___ Texte fourni

Portrait de Pascal NICOLAS-Le Strat

Ceci n’est pas un journal. Même si, du journal, les textes proposés sur ce blog conservent l’esprit rubricart. Je chronique mon activité de sociologue en partageant fragments d’expérience, interactions d’enquête, expérimentations de méthode, bruissements des implications, joies et angoisses, tentatives et tentations théoriques, balbutiements-terrain, plis, déplis et replis de la recherche. Je me prête à ces racontances sans rythme particulier, au gré des bonnes et mauvaises fortunes de mon travail de chercheur.

  • Lundi 31 octobre 2022. Faire recherche depuis un éprouvé

    Le 5 octobre 2022, j’intervenais lors des rencontres annuelles de l’École Universitaire de Recherche ArTeC (Arts, Technologies, numérique, médiations humaines et Création), Université Paris 8 et Université de Nanterre, qui a soutenu, pendant trois années, nos travaux en quartiers populaires [1]. Cette parole conférencière, je l’ai portée en complicité avec deux ami·es. Nous étions convenu·es d’engager notre propos « depuis » un lieu ou un geste. Marie Preston a contribué à partir de ses ateliers « Pain commun », ses pratiques boulangères et ses « rondes de maies » [2]. Nicolas Sidoroff, lui, à partir d’un garage en pied d’immeuble, dans une cité de Grands ensembles, dont les usages spontanés prennent par surprise la recherche-action à qui ce lieu avait été transitoirement concédé.

    Pour ma part, j’ai pris la parole un gravat à la main, au sein de laquelle il est resté sagement. Même si je reste attaché à l’imaginaire politique de l’envoi de pavés ; en conférence, je m’abstiens de faire voler les gravats.

    Ce gravat raconte une histoire, celle d’une Maison des associations, située dans une cité populaire de la périphérie de Dunkerque, qui a été détruite, sans information ni consultation de la population, alors qu’un projet de rénovation urbaine s’engageait. Le premier acte de cette rénovation aura donc été d’abattre l’unique « lieu commun » du quartier.

______
___ Données affichées

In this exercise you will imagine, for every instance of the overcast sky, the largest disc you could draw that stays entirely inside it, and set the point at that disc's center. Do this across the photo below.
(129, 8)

______

Reprenez le texte sur la Maison des associations détruite près de Dunkerque et poursuivez-le à partir de sa dernière phrase. Ces données proviennent d'une autre source que le texte.

    Pour les dictionnaires, gravats est un nom masculin pluriel. Pour la recherche, il s’écrira au singulier car je ne fais pas recherche depuis des gravats anonymes, quelconques, de nulle part. Je fais recherche depuis ce gravat singulier, récupéré au sol suite à une démolition. Devenu instrument de la recherche, il s’orthographie donc au singulier. Ce gravat est la trace d’une violence faite à une population. Ce gravat est le signe du mépris dans lequel peuvent être tenues les personnes racisées et paupérisées. Ce gravat est un cri de rage. Ce gravat raconte une colère, une incompréhension mais aussi une lassitude provoquées par cette énième maltraitance. Ce gravat a éprouvé le chercheur que je suis. Ce gravat a ému le citoyen que je ne cesse d’être lorsque je travaille en recherche-action. Ce gravat écrit, inscrit, signe une épreuve. Et c’est à partir d’elle que je fais recherche, et que je prends la parole et viens en écriture. Je fais recherche depuis un gravas. Je fais recherche depuis un éprouvé.

    Ce gravat raconte donc une histoire.

    Cette Maison des associations étaient implantée au milieu des cités Jean Bart et Guynemer à Saint-Pol-sur Mer. Son bâti en façades rosées, et composé de petits modules, contrastait fortement avec les bâtiments du quartier, tous en briques apparentes, dans une architecture classiquement du Nord. Elle proposait de nombreux services de proximité et constituait un lieu de vie important. Elle a donc été abattue. Avec Louis, nous avons mené l’enquête pour en comprendre les raisons. Il y a d’abord la décision de la Mairie de déplacer les activités de cette Maison vers un nouveau lieu, en périphérie du quartier. Le bâtiment s’est donc trouvé vacant. Mais un bâtiment ne reste jamais longtemps vide d’usage. Et les usages qui ont fini par prendre possession de cette maison laissée en friche n’étaient pas ceux attendus par les habitants, en particulier les voisins immédiats. La destruction du bâti a donc fini par s’imposer dans l’esprit de tout le monde. Cet exemple est assez symptomatique de ces « politiques de l’abandon », qui ne laissent plus d’autres solutions que la destruction – un bâti laissé inoccupé se dégradant rapidement. Ce qui est arrivé à cette Maison raconte une histoire trop fréquemment vécue en quartiers populaires : des immeubles dont l’entretien laisse à désirer, des réparations nécessaires qui tardent à être réalisées, des conditions de vie qui deviennent difficiles et des habitant-es partagés entre colère et découragement. Et, en conclusion « logique » de cet abandon, un programme de rénovation vient proposer « la » solution, à savoir la destruction, ainsi que le critique sèchement Patrick Bouchain [3].

    Un habitant nous a raconté cette opération de démolition. Les murs en béton et solidement ferraillés ont vaillamment résisté aux mâchoires de la pelleteuse. La Maison des associations est tombée avec les honneurs.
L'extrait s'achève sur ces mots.